— Exercise directions —
Copy the lines below, replacing "drop a marker" with "place a point" each time it occurs and changing nothing else.

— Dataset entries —
════════════════════

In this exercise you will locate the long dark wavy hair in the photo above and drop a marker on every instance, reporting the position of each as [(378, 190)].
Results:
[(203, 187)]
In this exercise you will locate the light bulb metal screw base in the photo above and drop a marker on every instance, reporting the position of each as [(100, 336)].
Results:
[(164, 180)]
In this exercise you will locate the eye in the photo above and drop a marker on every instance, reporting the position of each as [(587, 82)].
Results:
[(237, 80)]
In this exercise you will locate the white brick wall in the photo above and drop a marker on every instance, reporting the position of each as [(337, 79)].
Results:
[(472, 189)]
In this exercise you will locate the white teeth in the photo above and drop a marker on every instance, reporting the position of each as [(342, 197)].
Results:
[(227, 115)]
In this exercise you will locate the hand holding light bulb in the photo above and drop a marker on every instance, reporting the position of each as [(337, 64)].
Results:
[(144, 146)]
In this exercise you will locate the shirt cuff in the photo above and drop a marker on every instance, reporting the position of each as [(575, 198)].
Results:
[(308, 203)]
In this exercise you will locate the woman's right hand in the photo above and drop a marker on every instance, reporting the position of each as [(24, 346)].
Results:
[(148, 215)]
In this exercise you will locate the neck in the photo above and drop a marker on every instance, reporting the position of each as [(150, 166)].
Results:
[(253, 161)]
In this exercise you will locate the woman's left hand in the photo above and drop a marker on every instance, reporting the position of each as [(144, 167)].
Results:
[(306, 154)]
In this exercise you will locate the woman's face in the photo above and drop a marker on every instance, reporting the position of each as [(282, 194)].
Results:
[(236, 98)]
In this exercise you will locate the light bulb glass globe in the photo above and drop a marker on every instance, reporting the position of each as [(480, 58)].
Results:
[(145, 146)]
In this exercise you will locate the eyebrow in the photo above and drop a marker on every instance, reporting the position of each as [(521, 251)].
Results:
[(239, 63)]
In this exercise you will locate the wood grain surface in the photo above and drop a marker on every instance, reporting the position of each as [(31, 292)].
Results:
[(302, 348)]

════════════════════

— Result of the task —
In this exercise you will locate the long dark wavy hair in the photo above and place a point on every instance, reporting the position of each as [(378, 190)].
Results:
[(203, 187)]
In this exercise you will locate the light bulb metal screw base in the photo above and place a point on every instance, reporting the position of each as [(100, 336)].
Results:
[(164, 180)]
In this exercise you will locate the eye in the photo above and place a point on every instance, reporting the position of each as [(587, 82)].
Results:
[(237, 80)]
In this exercise you will locate the white brick wall in the photo above and place a point on every instance, reporting the position of each as [(337, 79)].
Results:
[(472, 189)]
In this exercise you will locate the white teeth in the photo above and place a point on every instance, reporting the position of each as [(342, 197)].
Results:
[(227, 115)]
In this exercise you will locate the hand holding light bulb in the photo above and place a point on every instance, reporting the position of each as [(337, 64)].
Results:
[(144, 146)]
In this exercise you will locate the shirt cuff in the photo above and place a point on every instance, reporting the position of each as [(575, 198)].
Results:
[(308, 203)]
In this exercise you will locate the woman's right hand in the photo above and place a point on every instance, reporting the position of each as [(24, 346)].
Results:
[(148, 215)]
In this exercise you will locate the neck in the photo above and place a point on every instance, reporting the position of each as [(150, 166)].
Results:
[(253, 161)]
In this exercise you will locate the woman's left hand in the photo above and place a point on every instance, reporting the position of each as [(144, 167)].
Results:
[(306, 154)]
In this exercise you will locate the woman's face in the photo above and place a point on every instance, reporting the position of each as [(282, 194)].
Results:
[(236, 98)]
In this exercise you will locate the light bulb glass globe in the photo above and place a point on every instance, reporting the position of each as [(480, 58)].
Results:
[(145, 146)]
In this exercise you will locate the eyebrow in the photo above and place a point on every instance, reporting the position of each as [(521, 251)].
Results:
[(239, 63)]
In this exercise you will locate the wood grain surface in the photo above and place a point on every instance, reporting the position of each as [(31, 292)].
Results:
[(302, 348)]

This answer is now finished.